Given instruction –
Change "drop a point" to "place a dot" in everything from the line containing "Exercise. Pick out the dark" down to the line containing "pixel 229 243", and give those lines back with nothing else altered.
>> START Data for this task
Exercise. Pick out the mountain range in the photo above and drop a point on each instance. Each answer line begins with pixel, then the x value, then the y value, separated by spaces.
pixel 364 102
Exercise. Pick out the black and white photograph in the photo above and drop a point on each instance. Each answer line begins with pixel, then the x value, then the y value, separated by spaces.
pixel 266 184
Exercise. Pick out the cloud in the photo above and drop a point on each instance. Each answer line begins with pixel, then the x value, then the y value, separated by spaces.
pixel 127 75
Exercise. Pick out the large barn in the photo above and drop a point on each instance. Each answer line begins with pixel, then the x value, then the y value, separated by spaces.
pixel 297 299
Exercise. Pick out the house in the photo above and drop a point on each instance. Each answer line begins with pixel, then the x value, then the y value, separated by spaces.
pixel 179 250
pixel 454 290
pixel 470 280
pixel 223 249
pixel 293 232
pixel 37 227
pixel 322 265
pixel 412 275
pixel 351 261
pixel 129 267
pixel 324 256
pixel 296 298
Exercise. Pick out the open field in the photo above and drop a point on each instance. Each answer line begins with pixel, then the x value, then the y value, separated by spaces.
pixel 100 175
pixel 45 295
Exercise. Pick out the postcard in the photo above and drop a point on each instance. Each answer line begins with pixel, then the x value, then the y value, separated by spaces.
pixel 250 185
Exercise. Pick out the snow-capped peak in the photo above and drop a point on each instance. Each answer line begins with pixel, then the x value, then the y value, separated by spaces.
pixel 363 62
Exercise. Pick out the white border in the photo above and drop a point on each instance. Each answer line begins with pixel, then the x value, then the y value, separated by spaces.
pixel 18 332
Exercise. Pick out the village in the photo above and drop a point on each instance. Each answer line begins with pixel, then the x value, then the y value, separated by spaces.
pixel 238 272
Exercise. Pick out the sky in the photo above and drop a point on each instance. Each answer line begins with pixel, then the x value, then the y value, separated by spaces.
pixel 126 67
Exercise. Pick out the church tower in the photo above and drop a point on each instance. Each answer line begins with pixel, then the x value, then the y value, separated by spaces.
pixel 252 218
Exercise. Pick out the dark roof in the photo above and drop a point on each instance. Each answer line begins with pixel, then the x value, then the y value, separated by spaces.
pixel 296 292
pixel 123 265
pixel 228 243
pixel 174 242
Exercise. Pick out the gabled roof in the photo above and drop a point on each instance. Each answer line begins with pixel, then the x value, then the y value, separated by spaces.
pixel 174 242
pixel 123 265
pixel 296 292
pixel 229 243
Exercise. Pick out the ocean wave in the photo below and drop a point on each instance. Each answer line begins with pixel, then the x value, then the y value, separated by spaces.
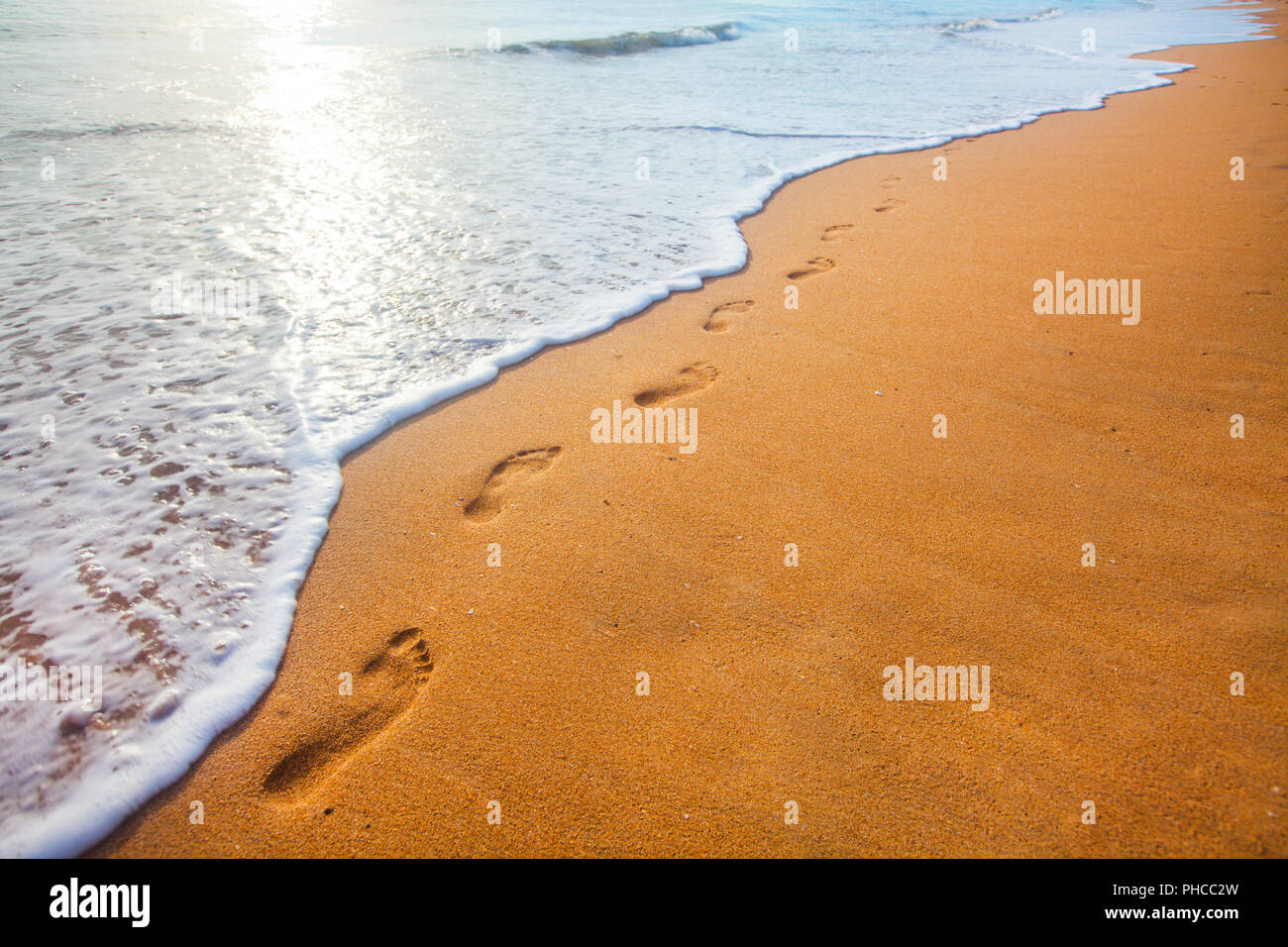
pixel 632 43
pixel 966 26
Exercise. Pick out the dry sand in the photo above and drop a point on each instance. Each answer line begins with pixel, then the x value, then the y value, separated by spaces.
pixel 516 684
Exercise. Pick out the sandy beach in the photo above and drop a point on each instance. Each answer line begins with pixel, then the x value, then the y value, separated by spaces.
pixel 518 641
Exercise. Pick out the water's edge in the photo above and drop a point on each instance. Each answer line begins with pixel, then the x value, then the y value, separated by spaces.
pixel 84 819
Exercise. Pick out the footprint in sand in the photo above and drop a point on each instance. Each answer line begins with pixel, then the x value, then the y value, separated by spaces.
pixel 692 377
pixel 381 692
pixel 716 321
pixel 505 475
pixel 819 264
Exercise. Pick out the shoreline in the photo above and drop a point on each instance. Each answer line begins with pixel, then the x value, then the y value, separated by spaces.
pixel 425 684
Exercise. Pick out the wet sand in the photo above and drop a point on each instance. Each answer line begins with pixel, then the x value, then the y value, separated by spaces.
pixel 494 581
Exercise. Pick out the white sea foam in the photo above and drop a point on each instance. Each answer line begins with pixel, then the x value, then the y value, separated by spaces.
pixel 416 211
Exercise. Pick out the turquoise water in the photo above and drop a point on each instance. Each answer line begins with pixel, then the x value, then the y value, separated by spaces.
pixel 400 197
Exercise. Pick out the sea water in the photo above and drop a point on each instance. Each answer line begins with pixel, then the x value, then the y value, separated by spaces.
pixel 241 237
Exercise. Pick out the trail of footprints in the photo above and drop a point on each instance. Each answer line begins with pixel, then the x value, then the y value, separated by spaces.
pixel 514 471
pixel 381 692
pixel 387 684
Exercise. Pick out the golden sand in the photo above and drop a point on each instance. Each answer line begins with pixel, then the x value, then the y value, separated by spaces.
pixel 513 689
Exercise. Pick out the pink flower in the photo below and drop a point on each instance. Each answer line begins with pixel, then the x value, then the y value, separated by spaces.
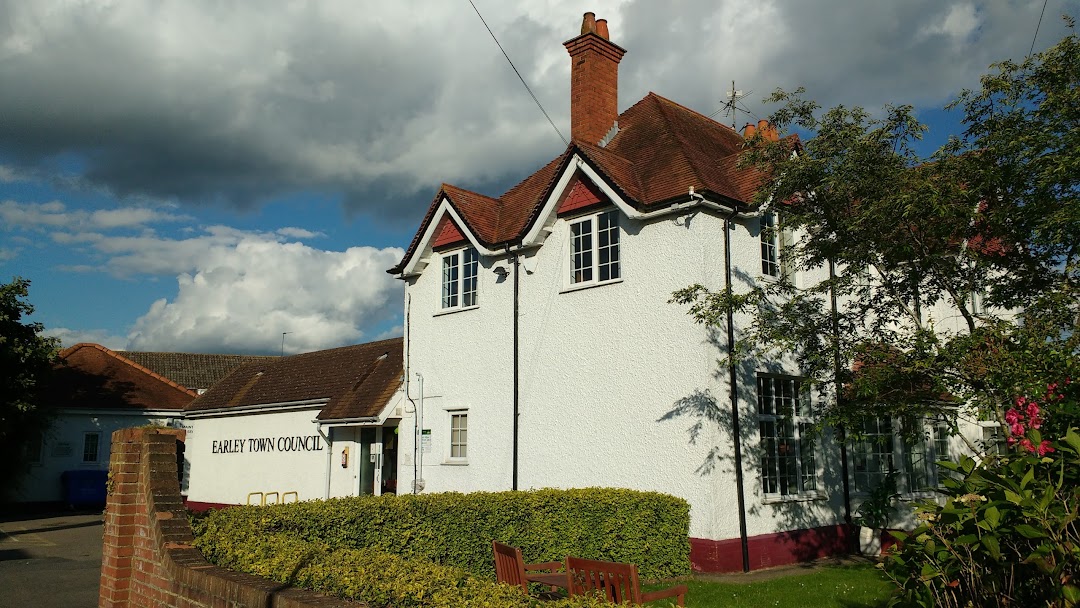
pixel 1033 409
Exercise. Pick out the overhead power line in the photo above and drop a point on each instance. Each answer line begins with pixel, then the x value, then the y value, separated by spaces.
pixel 518 73
pixel 1031 50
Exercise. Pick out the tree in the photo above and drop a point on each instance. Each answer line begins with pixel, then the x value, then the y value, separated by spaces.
pixel 26 361
pixel 988 226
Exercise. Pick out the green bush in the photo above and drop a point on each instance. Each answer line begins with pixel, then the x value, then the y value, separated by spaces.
pixel 367 575
pixel 1008 534
pixel 455 529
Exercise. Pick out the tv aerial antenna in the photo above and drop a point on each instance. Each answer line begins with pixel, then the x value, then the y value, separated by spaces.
pixel 730 107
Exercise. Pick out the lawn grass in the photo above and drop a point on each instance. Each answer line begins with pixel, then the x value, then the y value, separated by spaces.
pixel 859 585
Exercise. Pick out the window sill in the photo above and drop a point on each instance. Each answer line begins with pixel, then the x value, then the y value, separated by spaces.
pixel 773 499
pixel 590 285
pixel 453 310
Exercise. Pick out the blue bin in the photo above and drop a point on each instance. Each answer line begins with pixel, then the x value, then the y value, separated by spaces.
pixel 84 488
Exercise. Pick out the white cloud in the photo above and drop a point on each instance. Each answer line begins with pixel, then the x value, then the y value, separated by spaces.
pixel 958 23
pixel 294 232
pixel 55 215
pixel 379 100
pixel 71 337
pixel 242 298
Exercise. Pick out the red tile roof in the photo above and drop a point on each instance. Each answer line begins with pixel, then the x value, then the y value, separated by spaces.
pixel 660 150
pixel 358 381
pixel 191 370
pixel 92 376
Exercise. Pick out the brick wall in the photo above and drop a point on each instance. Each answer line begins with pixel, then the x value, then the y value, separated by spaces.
pixel 148 558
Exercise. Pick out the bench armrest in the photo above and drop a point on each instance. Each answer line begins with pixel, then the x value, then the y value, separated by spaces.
pixel 678 591
pixel 544 566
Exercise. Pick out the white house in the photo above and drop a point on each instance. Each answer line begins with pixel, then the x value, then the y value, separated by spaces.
pixel 310 426
pixel 94 391
pixel 542 351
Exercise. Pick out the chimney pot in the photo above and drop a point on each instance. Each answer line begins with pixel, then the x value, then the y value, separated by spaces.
pixel 602 29
pixel 589 24
pixel 768 130
pixel 594 81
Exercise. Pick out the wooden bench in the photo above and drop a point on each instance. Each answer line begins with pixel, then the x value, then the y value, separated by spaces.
pixel 511 568
pixel 617 581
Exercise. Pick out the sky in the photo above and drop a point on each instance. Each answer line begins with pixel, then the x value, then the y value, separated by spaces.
pixel 237 177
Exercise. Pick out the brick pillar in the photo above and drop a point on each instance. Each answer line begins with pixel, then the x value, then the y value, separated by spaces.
pixel 142 458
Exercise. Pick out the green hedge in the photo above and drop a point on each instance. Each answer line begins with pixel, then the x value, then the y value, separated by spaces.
pixel 455 529
pixel 367 575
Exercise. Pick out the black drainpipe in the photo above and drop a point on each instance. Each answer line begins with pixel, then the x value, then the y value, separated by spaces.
pixel 838 389
pixel 734 395
pixel 514 257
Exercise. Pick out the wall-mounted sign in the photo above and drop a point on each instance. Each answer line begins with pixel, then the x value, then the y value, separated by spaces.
pixel 260 445
pixel 62 449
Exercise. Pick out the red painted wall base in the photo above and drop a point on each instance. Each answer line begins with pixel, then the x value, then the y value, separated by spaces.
pixel 767 551
pixel 200 507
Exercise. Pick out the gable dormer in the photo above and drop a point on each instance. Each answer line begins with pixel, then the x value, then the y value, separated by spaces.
pixel 447 234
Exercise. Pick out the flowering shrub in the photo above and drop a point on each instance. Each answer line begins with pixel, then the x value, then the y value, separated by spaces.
pixel 1009 530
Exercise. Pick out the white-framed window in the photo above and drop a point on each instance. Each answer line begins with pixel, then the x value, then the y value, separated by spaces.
pixel 459 435
pixel 769 234
pixel 36 449
pixel 594 248
pixel 891 446
pixel 460 270
pixel 785 427
pixel 91 444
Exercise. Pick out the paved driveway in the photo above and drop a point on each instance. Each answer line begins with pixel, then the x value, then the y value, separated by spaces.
pixel 50 561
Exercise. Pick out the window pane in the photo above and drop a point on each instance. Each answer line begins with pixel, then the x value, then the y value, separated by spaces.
pixel 90 447
pixel 459 435
pixel 581 251
pixel 808 463
pixel 450 281
pixel 874 454
pixel 769 474
pixel 770 245
pixel 788 461
pixel 469 273
pixel 608 240
pixel 787 458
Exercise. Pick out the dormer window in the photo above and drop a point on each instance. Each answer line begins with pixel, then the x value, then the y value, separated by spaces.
pixel 594 248
pixel 459 278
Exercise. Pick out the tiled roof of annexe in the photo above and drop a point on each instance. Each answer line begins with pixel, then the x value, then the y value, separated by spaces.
pixel 92 376
pixel 193 370
pixel 660 150
pixel 358 380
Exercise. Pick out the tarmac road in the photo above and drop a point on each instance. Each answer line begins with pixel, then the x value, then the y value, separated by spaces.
pixel 50 561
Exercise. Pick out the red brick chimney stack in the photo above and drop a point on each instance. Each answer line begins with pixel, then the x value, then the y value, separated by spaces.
pixel 594 81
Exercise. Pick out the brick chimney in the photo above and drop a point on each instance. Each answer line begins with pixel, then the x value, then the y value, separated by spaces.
pixel 594 81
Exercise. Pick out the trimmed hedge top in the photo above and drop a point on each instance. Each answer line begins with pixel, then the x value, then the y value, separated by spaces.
pixel 650 529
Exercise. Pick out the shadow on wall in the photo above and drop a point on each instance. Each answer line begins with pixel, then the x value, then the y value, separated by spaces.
pixel 712 420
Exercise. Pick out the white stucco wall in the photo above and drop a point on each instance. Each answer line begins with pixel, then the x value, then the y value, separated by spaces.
pixel 63 448
pixel 229 457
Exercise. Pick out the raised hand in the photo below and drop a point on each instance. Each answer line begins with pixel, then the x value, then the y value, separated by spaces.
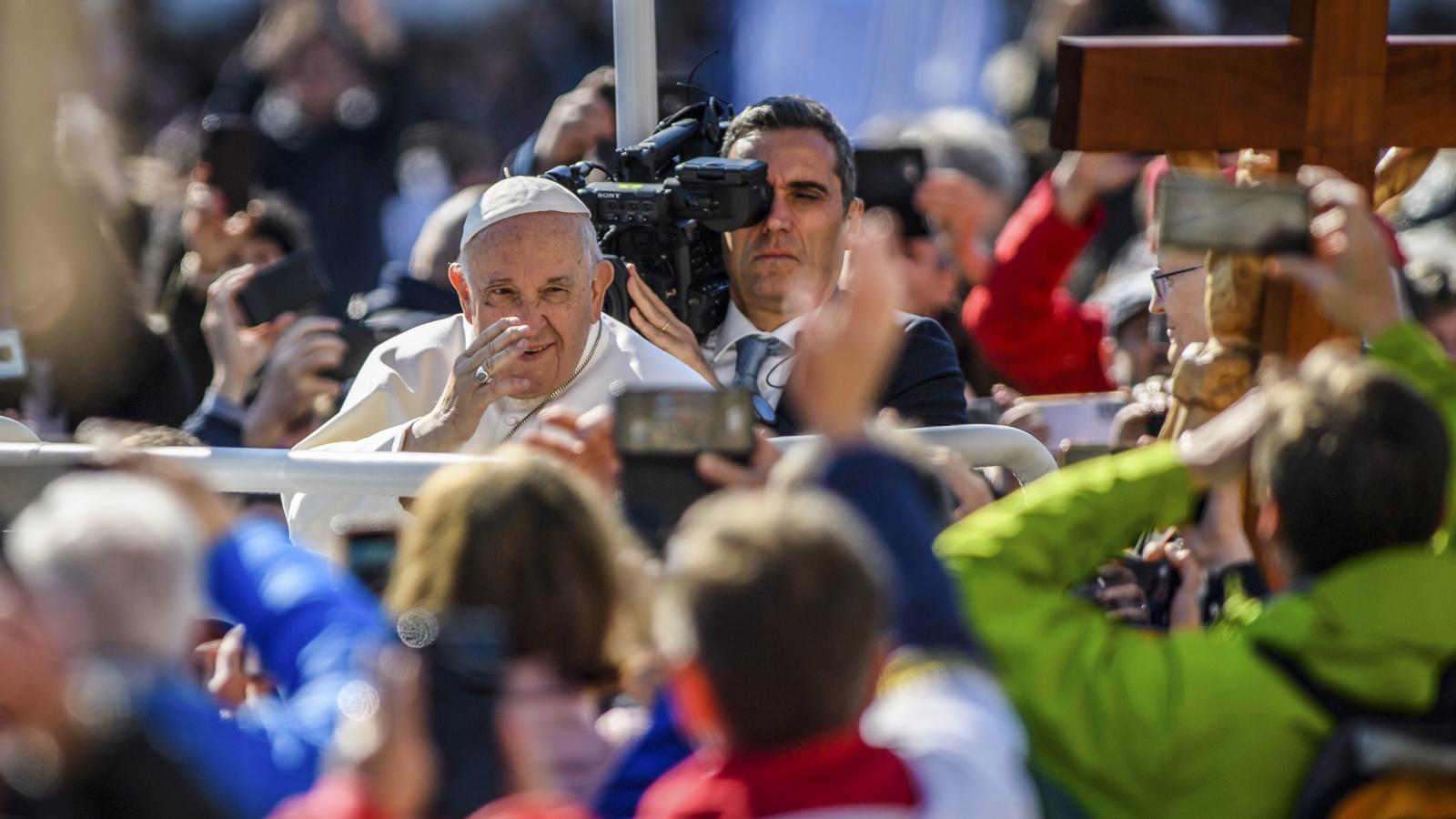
pixel 1351 271
pixel 1082 178
pixel 961 207
pixel 238 350
pixel 480 376
pixel 582 440
pixel 295 379
pixel 664 329
pixel 213 237
pixel 844 353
>> END Data for this task
Output for this task –
Exercise. Pick out the dark roof in the photo above and place a dot on each instance. Each answer line begins with pixel, then the x value, then the y value, separated by spaces.
pixel 296 292
pixel 123 265
pixel 228 243
pixel 174 242
Exercise. Pick out the gabled roof in the photo above and place a dot on each instance. Each answer line begins with pixel, then the x value, then the y value, separated by spaces.
pixel 174 242
pixel 123 265
pixel 296 292
pixel 229 243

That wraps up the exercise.